BEGIN RECORDS FOR PROCESSING
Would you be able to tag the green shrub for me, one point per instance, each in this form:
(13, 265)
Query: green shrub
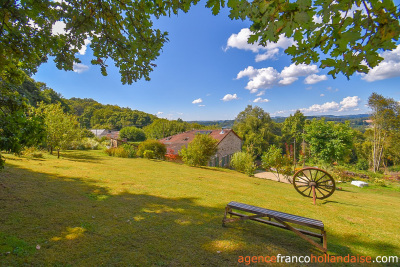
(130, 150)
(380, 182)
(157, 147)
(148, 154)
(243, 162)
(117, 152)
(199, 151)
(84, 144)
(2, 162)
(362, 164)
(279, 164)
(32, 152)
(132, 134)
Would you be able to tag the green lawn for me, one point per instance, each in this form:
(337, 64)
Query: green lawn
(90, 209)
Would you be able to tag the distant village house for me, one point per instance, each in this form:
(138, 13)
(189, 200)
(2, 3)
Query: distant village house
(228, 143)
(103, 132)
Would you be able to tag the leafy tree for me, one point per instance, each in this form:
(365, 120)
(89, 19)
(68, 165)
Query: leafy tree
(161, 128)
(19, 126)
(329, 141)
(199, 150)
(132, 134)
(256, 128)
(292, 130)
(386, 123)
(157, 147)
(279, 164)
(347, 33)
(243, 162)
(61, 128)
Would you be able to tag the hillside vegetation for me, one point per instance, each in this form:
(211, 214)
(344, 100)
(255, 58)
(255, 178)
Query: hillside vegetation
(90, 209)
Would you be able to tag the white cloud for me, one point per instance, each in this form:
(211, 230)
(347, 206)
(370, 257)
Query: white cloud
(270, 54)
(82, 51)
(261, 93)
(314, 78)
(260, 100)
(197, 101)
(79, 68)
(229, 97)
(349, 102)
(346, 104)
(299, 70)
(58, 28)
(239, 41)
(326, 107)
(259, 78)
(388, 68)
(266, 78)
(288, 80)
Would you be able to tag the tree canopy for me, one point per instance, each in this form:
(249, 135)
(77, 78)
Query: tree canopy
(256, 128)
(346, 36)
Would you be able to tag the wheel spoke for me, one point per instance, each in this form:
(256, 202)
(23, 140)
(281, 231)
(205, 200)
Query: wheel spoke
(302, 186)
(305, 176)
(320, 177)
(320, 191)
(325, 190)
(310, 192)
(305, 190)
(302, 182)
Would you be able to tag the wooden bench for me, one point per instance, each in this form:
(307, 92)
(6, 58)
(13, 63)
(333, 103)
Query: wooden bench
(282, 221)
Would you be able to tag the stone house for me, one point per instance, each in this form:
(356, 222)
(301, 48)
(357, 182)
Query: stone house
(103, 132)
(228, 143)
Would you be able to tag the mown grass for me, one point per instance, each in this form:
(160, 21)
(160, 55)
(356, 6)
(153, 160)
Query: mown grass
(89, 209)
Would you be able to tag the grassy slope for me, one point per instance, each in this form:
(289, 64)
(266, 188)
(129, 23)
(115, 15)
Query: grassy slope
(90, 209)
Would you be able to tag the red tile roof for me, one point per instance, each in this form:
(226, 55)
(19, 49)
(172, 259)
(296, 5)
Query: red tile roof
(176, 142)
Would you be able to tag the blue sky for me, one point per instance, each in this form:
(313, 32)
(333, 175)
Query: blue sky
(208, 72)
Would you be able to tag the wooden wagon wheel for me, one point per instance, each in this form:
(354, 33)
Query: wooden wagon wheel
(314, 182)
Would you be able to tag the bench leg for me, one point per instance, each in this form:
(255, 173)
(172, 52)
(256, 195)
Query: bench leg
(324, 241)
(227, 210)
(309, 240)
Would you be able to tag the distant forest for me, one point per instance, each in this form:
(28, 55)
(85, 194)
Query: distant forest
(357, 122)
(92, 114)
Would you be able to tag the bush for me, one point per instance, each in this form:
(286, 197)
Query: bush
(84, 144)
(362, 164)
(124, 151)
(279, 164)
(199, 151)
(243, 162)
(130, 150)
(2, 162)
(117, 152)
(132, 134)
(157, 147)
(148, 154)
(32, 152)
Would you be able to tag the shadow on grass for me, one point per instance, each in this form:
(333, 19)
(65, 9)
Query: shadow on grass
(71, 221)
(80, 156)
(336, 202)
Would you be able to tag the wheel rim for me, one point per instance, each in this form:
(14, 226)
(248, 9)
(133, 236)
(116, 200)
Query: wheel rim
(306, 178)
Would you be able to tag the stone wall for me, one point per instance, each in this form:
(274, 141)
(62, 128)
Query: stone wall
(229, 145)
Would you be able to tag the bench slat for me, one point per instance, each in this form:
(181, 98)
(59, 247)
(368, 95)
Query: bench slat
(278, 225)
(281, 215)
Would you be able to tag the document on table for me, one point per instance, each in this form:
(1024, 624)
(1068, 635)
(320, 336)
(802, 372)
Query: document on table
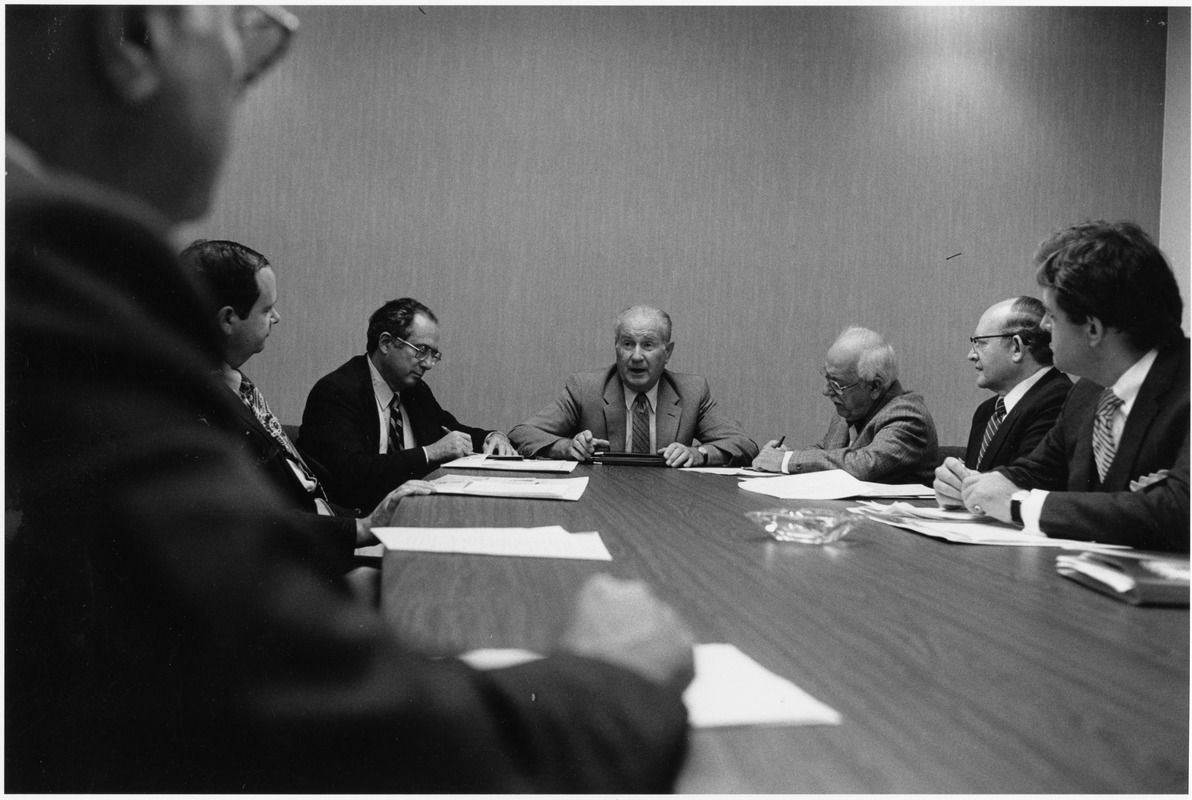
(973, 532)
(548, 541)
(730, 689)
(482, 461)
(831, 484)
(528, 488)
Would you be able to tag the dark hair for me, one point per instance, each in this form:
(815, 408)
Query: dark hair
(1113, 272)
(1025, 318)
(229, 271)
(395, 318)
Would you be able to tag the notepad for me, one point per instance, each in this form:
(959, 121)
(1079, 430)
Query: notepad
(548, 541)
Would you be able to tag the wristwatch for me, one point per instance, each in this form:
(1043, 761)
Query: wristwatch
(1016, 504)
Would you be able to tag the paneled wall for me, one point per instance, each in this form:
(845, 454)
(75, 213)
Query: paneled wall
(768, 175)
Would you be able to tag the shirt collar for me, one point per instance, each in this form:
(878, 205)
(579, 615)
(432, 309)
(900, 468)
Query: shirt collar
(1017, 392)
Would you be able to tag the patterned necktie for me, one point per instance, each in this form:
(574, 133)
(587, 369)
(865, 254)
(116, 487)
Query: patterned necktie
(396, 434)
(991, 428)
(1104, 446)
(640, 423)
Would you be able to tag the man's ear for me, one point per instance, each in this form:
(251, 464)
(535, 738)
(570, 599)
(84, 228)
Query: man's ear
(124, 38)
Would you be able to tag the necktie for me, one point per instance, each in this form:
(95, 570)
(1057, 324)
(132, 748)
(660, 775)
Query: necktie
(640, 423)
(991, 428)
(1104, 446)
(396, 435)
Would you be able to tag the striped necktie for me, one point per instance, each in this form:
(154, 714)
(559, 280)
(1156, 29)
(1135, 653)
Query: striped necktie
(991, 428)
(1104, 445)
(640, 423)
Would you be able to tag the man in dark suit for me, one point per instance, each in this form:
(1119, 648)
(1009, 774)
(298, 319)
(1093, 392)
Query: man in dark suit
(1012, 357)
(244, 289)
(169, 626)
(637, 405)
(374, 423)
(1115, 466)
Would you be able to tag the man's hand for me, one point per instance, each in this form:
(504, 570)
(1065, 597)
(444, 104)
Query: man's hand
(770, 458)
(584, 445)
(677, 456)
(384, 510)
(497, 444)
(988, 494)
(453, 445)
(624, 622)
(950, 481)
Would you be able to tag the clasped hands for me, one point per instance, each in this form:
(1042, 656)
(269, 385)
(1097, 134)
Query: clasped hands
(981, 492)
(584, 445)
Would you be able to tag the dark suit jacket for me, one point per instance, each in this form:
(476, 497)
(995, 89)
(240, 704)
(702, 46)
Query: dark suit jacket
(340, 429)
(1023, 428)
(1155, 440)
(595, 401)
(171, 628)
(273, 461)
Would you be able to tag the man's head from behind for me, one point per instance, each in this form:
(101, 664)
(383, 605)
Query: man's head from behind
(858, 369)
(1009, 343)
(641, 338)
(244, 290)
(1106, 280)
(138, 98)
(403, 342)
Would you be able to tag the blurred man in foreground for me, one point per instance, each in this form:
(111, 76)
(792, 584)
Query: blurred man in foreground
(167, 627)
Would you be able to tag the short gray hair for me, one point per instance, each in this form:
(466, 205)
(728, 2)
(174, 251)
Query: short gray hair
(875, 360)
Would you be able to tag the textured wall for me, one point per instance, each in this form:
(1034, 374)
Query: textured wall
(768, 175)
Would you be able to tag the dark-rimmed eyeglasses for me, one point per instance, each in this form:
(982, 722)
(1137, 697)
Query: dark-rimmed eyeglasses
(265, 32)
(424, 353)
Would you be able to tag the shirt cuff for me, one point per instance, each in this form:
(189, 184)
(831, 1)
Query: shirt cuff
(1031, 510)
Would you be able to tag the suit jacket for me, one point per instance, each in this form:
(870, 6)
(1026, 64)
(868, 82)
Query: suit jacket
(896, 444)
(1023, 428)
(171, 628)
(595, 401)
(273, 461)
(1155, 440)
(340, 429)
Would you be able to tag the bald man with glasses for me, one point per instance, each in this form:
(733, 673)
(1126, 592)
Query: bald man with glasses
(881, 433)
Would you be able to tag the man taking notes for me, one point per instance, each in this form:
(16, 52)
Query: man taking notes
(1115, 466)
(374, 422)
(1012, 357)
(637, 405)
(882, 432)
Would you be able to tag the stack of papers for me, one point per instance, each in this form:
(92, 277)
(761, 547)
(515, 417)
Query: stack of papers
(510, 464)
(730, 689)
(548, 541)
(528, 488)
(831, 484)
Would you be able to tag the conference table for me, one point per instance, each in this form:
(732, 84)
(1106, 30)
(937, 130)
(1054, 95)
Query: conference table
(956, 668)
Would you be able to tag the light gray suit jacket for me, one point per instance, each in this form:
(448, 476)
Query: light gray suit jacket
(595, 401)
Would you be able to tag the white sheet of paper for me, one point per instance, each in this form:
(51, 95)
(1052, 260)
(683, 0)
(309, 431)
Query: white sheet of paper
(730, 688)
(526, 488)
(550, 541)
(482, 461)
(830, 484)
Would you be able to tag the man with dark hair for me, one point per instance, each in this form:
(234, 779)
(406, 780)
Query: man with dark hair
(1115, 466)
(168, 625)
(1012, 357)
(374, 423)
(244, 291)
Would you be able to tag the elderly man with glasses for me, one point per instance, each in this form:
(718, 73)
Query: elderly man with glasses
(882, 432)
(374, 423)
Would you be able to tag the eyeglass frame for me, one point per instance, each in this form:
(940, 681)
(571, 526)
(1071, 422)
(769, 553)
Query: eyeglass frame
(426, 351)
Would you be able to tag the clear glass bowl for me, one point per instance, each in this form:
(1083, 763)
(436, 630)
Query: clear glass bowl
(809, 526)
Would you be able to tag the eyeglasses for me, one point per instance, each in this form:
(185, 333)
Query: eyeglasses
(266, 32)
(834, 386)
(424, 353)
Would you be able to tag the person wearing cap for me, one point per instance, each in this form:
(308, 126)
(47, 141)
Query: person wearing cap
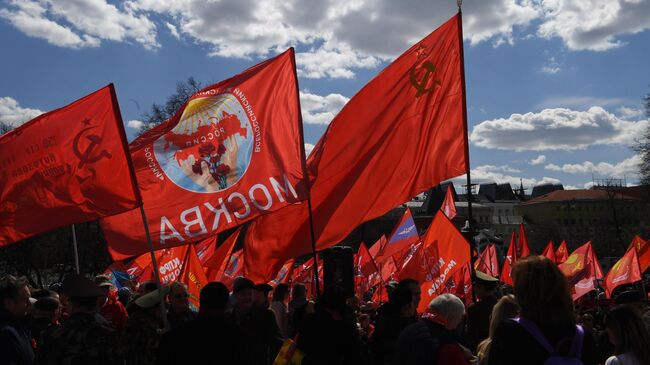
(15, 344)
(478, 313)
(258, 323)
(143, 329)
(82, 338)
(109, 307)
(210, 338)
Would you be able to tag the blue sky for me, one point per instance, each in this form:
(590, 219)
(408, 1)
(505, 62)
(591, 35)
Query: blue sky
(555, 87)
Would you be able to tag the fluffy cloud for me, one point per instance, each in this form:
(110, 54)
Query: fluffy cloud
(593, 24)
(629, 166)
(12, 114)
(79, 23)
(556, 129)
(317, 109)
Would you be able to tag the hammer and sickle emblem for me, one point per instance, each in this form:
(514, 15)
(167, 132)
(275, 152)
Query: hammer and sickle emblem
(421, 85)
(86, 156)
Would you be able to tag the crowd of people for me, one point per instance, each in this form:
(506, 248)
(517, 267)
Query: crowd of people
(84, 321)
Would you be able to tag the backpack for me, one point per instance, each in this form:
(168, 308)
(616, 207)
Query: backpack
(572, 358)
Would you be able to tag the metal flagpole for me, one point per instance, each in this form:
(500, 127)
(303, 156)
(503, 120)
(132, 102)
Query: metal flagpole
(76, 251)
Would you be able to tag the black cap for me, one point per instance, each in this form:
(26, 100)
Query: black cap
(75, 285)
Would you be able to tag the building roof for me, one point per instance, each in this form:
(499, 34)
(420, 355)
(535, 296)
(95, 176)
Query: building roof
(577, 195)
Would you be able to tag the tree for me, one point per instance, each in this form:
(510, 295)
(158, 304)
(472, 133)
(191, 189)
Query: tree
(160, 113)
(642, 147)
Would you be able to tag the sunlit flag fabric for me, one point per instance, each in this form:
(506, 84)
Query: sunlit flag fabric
END RECORDS FOR PROCESSING
● REQUIRED WORK
Copy the records above exactly, beginning at the line that contains "Query: light gray suit jacket" and stopping after the line that contains "Would you be able to tag the eyeglass frame".

● RESPONSE TO THE TASK
Query: light gray suit jacket
(595, 401)
Would you be able to tag the white sheet of paper for me, one point per instance, each in this form:
(51, 95)
(1052, 260)
(683, 0)
(309, 431)
Query: white sheet of paper
(730, 688)
(526, 488)
(550, 541)
(482, 461)
(830, 484)
Would you be able to tag the man with dark hair for me, one point per instance, each in this form:
(234, 779)
(406, 780)
Query: man with dark hair
(1115, 466)
(168, 625)
(1012, 357)
(374, 423)
(244, 291)
Would you be able to tag the elderly man with glasses for me, one point per instance, each in this form:
(718, 73)
Query: elderly man with glasses
(882, 432)
(374, 423)
Would you be able to tag the eyeglass frame for me, one point per instance, each in this form:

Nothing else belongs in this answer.